15th June 1999 - DVD-Audio

Robert Stuart, Meridian Audio
Kirk Paulsen, Sonic Solutions

Bob Stuart of Meridian and Kirk Paulsen of Sonic Solutions presented the June lecture, an introduction to the DVD-Audio format. The event provided an opportunity for DVD-Audio proponents to put their case after April's lecture on Super Audio CD.

The DVD-A and SACD formats are currently competing to replace the CD for high-quality stereo and surround-sound music delivery.

Bob Stuart began by introducing the key points of the DVD-A specification - keenly awaited, much - refined, and very recently released to the industry by the 44 member companies of WG4. The mainstays of the format are high audio quality, multi-channel capability for surround reproduction, and the inclusion of additional multimedia content such as still pictures and video clips. In common with other new formats, there is also a strong copyright protection infrastructure.

The audio quality potential of the DVD-A format may, at last, exceed the range of human perception, at least in terms of bandwidth and dynamic range. It is hard to . conceive that the maximum 192kHz sampling rate and 24-bit wordlength could be insufficient, although it is debatable whether any origination process will ever fill the potential of such a carrier. Any number of channels from one to six may be encoded on the disk (although the 176.4kHz and 192kHz sampling rates are confined to the two-channel modes).

The disc's physical technology is identical to its DVD brethren such as DVD-Video and DVD-ROM. The capacity of a single-side is sufficient for 65 minutes of six-channel, 96kHz-sampled, 20-bit PCM; which seems quite respectable, except that this would require data to be read from the disc at an aggregate rate of 13.8Mb/s - the specified transport limit is only 9.6Mb/s. This limitation in data rate, as much as the modest playing time, is the rationale for the DVD-A's 'MLP' option (Meridian Lostless Packing), an ingenious system for reducing the amount of data needed to encode audio signals - but without any change to the audio data.

With MLP, which offers average compression ratios between 2:1 and 3:1 depending on the music and the chosen sampling parameters, 74 minutes of six- channel, 96kHz-sampled, 24-bit PCM occupies only about 2/3 of the disc capacity, and the aggregate data rate can be maintained below the 9.6Mb/s ceiling. Other possible permutations are 74 minutes of 5.l-channel surround PLUS a two-channel stereo mix, all at 96kHz, 24-bit; or two hours of two-channel, 24-bit at 192kHz, or even 25 hours of 44.1kHz-sampled, 16-bit audio for a super-quality talking book.

**THE REQUEST:**
Reproduce, word for word, everything in the DVD-Audio lecture report above from "Bob Stuart began" down to "copyright protection infrastructure.".

**INFORMATION SUPPLIED:**
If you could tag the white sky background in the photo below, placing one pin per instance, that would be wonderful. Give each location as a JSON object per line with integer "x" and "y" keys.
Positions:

**CORRECT ANSWER:**
Bob Stuart began by introducing the key points of the DVD-A specification - keenly awaited, much - refined, and very recently released to the industry by the 44 member companies of WG4. The mainstays of the format are high audio quality, multi-channel capability for surround reproduction, and the inclusion of additional multimedia content such as still pictures and video clips. In common with other new formats, there is also a strong copyright protection infrastructure.